> [Supplied text]

--- START ---

Avoiding a Belly Slide

Gear-up landings are an expensive embarrassment that wont happen with just a little discipline


It was almost sunset when I came out to the field. I needed to pick up my Jepps that I had left in the airplane. I came out the side of the hangar, facing the runways. It was then that I noticed the Beech Travelair sitting like a duck, bedded down for the night, landing gear neatly recessed into the wheel wells. Gear-up on our least-used runway.

There were red caution strobes all around the Travelair, so incoming traffic (rare at night) would see the bird. I picked up my flashlight and went out for a look. Streaks of oil, rubber and metal trailed out behind the twin. A classic gear-up, but why? I put on my sleuth hat and looked around. People, parts, position and paper – the classic aircraft accident investigation probes, ran through my mind. About that time, the security guy, Mike, drove up.

What happened? I asked.

I dont know all of it. I came on shift and started out to do my taxi way and runway check, before the tower closed down. I saw it land, then they jammed on the brakes, it rocked up and down a couple of times and fell flat, just where you see it.

Anybody hurt?

Naw, they got out, but they were screaming at each other, like they were ready to fight, he said. I drove them in to the office, but the woman instructor was doing most of the hollering on the way in. If I told you once, I told you a million times about that. And now youve busted up the airplane! She just kept that up. I didnt hear the rest of it. I had to get a couple of fire extinguishers out there.

Mike waved and drove on his rounds.

I looked around in the cockpit with my flashlight. The landing gear selector, on the right side of the throttle quadrant with a small, thin plastic disc attached to it, was in the halfway up/down position. The flap switch, to the left of the throttle quadrant was full down.

Outside the props were mangled, the engines were in sudden stoppage damage condition. The fuselage was bent or twisted some way because the cabin door wouldnt close. Underneath, the belly was ground away, along with the flaps, tires, gear doors and antennas. Big bucks for repairs.

I now had something about the people, parts and position of the accident, but lacked information on the paper. I didnt know which ADs had been accomplished, or how much of the airplanes history was on record. The mystery was still a mystery.

Next morning, after the Travelair had been jacked up and the gear recycled down and locked, the bird was towed into the hangar. A mechanic told me that the insurance people had already been out and paid the airplane off as totaled.

What caused the problem, a new multi instructor? I asked.

No, I think they had been training in a Piper Seneca at another FBO, and it went in for engine change. So, the instructor decided they could finish up here in the Travelair, the IA said.

Backwards gear and flap switches.

Thats it, Im sure. They say it just collapsed, and thats what everyone generally tells me, after the accident. I dont know what they tell the FAA. NTSB doesnt look at em any more unless there are injuries.

As far as I was concerned, the mystery had come full circle. The solution was at hand. Well, not entirely. With a qualified instructor aboard, how does a mistake like this happen?

High-Stakes Game
Any event or distraction that can cause a pilot to drop his routine way of doing things in the cockpit can cause a gear-up landing. An electrical loss at the point when the gear is extended, carrying the warning lights with it, will do just fine. Even with all the landing gear lights working, checklists read out faithfully and warning horns blaring, somehow the gear-up landings continue.

--- END ---

> [Work request 1]
In the gear-up landing account, what position was the landing gear selector in when the narrator checked the cockpit?
> [Work request 2]
Based on the gear-up landing account, explain why the instructor and student were flying the Travelair at this field, and what the narrator and the IA conclude caused the accident.
> [Work request 3]
Continue the gear-up landing article after its final sentence, keeping its technical voice.

> [Data below]
--- START ---

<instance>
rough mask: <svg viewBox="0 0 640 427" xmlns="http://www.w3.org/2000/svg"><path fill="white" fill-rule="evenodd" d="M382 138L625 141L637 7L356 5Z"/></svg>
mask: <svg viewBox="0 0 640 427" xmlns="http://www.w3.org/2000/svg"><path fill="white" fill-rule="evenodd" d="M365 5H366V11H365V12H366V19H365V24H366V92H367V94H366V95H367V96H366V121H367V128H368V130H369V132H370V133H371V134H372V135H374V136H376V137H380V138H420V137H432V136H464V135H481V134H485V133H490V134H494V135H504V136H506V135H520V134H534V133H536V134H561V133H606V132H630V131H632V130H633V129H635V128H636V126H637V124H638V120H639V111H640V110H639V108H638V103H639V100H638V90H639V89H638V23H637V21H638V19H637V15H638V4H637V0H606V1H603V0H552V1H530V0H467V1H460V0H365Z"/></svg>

--- END ---

> [Written reply 1]
It was in the halfway up/down position.

> [Written reply 2]
They had been training in a Piper Seneca at another FBO, and when it went in for an engine change, the instructor decided they could finish up in the Travelair. The narrator and the IA conclude that the accident came from the gear and flap switches being backwards.

> [Written reply 3]
The National Transportation Safety Board has studied gear-up landings extensively. There are very few cases on record where death or serious injury was caused by a gear-up landing. The immediate result is an embarrassed pilot, who drops down a few notches from his otherwise good safety record.

Landing with the wheels tucked away is an expensive experience, for certain. By the time you write off the props and gear doors, tear down or overhaul the engines, and replace any antennas that were ground away, the cost can be a substantial portion of the airplanes value. The bends and twists in the airframe and engine mounts are other high-value areas to consider.

Finally, there is the fact that the FAA rarely looks the other way on this type of accident. The pilot may have to prove hes competent to hold his certificate and/or his license may be suspended for 30 days or more. The catch-all careless and reckless operation is cited, and the NTSB is likely to be in full agreement with the enforcement action.

Any event or distraction that can cause a pilot to interrupt the cockpit routine can cause a gear-up landing. Sometimes its an emergency, or potential emergency. Even a go-around, particularly at night, can cause a pilot to skip over the correct sequence of the checklist. An electrical problem at the point when the gear is extended, carrying the warning lights with it, can do it, too. Yes, there are safeguards such as GUMP checks, warning systems and even the feel of the gear extending under your feet. But its not enough.

Going through the NTSB accident reports shows that most can be traced to a small number of primary causes:

A good professional CFI (and all Designated Pilot Examiners) usually carries a bag of distractions with them. And its not just to make your ride more miserable. The hope is that the idea will transfer over to the student that there are going to be lots of distractions over the course of a flying career.

You will have passengers who all want your attention at once. One or more will get airsick or become alarmed at some movement of the airplane. This mostly always occurs in the middle of a check list, or just as fuel tanks need changing, or when you get to the undercarriage part of the GUMP checklist.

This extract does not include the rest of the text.